→ **DIRECTIONS**
[a] Condense the paragraph of the workplace harassment article that begins "While the number of incidents" into a single shorter sentence that keeps its main facts.
[b] Report each line in the rows that contains the string "placemat". Case counts.

--- Start of DOCUMENT ---

Employment and Labour Deputy Director for Employment Equity (EE) Registry, Lucia Rayner says there must be consequences for harassment in the workplace. This will ensure that individuals who harass others are held accountable and face disciplinary action.

Rayner was speaking during the joint Department of Employment and Labour, and the Commission for Conciliation Mediation and Arbitration (CCMA) 2022 Employment Equity workshop

The national roadshow has the aim to create awareness about the EE Act and dissect the Code of Good Practice on the Prevention and Elimination of Violence and Harassment in the World of Work which South Africa ratified in 2022.

According to the code, harassment is defined as the use of physical force or power, threatened or actual, against another person or against a group or community, which either results in, or has a high likelihood of resulting in social injustice, economic harm, injury, death, physical and psychological harm, mal-development or deprivation.

While the number of incidents of harassment declined over the last three years, it is expected to increase after the introduction of the Code of Good Practice and the return of people to their offices after many worked from home in previous months. In 2019/2020 the CCMA dealt with a total of 1 834 disputes which dropped to 1 260 disputes in 2021/2022.

CCMA regional commissioner Letsema Mokoena believes that some victims of harassment may choose to remain silent as they fear retaliation.

“Some of the reasons that make complainants to remain silent include the fear to lose jobs, making the harasser angry, not being believed, being seen as troublemakers, being blamed or accused of ‘asking for it’, and getting the harasser into trouble,” explained Mokoena.

It is important to note that The Code of Good Practice seeks to address the prevention, elimination and management of all forms of harassment in the workplace. Individuals have the right to report all forms of harassment in the workplace.

--- End of DOCUMENT ---
--- Start of AVAILABLE DATA ---

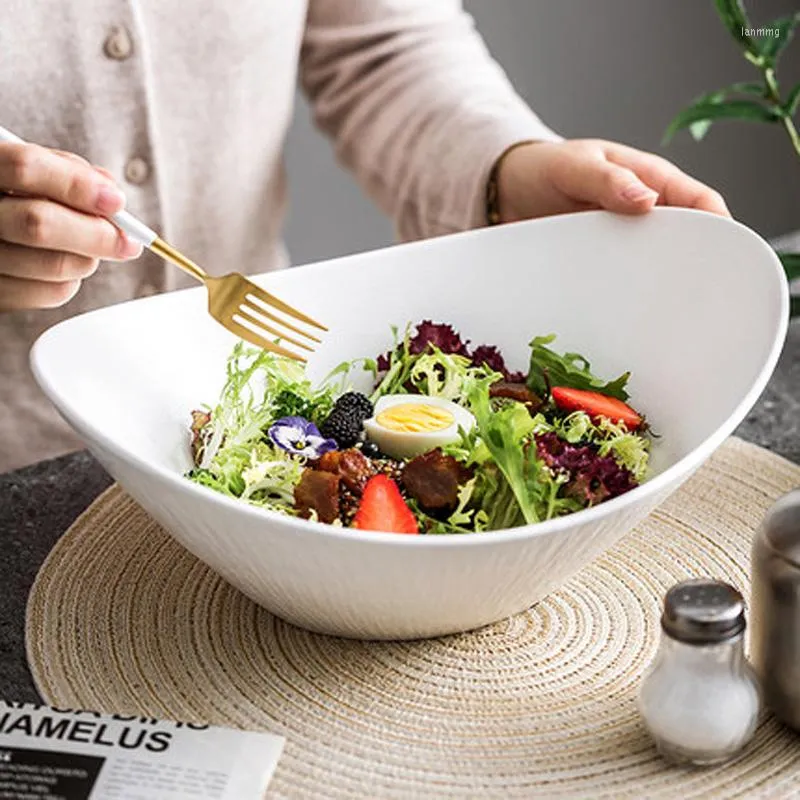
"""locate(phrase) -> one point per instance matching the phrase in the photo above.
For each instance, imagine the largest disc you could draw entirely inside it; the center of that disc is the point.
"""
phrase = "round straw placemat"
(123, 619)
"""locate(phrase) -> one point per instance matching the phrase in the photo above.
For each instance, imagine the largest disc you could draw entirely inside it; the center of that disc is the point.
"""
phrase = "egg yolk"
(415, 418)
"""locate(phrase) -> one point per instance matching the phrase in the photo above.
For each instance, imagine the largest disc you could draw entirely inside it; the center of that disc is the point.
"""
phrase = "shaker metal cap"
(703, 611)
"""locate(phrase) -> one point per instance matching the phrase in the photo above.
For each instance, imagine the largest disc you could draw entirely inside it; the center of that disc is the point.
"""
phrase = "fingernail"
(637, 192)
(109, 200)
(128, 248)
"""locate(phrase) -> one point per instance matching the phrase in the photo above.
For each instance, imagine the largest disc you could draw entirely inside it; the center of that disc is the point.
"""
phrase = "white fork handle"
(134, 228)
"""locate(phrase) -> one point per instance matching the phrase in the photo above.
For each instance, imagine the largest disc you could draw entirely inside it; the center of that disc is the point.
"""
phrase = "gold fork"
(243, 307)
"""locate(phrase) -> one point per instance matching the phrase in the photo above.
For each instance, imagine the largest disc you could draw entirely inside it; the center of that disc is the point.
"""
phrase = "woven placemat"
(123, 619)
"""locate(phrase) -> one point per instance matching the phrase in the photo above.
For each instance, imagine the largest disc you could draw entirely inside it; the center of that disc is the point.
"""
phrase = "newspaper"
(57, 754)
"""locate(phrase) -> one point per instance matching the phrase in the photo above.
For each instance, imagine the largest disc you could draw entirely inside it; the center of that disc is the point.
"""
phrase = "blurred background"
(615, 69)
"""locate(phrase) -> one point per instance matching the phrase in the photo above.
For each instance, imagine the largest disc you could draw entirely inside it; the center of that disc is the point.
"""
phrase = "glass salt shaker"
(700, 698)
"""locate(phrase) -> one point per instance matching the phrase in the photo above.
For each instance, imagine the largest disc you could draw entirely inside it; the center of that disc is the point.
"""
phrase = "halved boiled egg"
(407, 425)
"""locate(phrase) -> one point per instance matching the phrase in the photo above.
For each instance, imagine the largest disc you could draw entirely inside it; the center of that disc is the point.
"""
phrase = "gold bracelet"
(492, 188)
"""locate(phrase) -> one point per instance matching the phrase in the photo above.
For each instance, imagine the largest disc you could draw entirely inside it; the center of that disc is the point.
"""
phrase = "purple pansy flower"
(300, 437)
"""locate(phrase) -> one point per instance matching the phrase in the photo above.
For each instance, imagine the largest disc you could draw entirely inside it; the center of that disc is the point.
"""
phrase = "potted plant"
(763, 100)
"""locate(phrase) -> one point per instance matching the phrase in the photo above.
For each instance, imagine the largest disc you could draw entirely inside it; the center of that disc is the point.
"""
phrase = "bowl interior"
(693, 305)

--- End of AVAILABLE DATA ---

→ **ANSWERS TO EACH TASK**
[a] Harassment incidents declined over the last three years, with CCMA disputes falling from 1 834 in 2019/2020 to 1 260 in 2021/2022, but they are expected to rise after the Code of Good Practice is introduced and people return to their offices after working from home.

[b]
phrase = "round straw placemat"
phrase = "woven placemat"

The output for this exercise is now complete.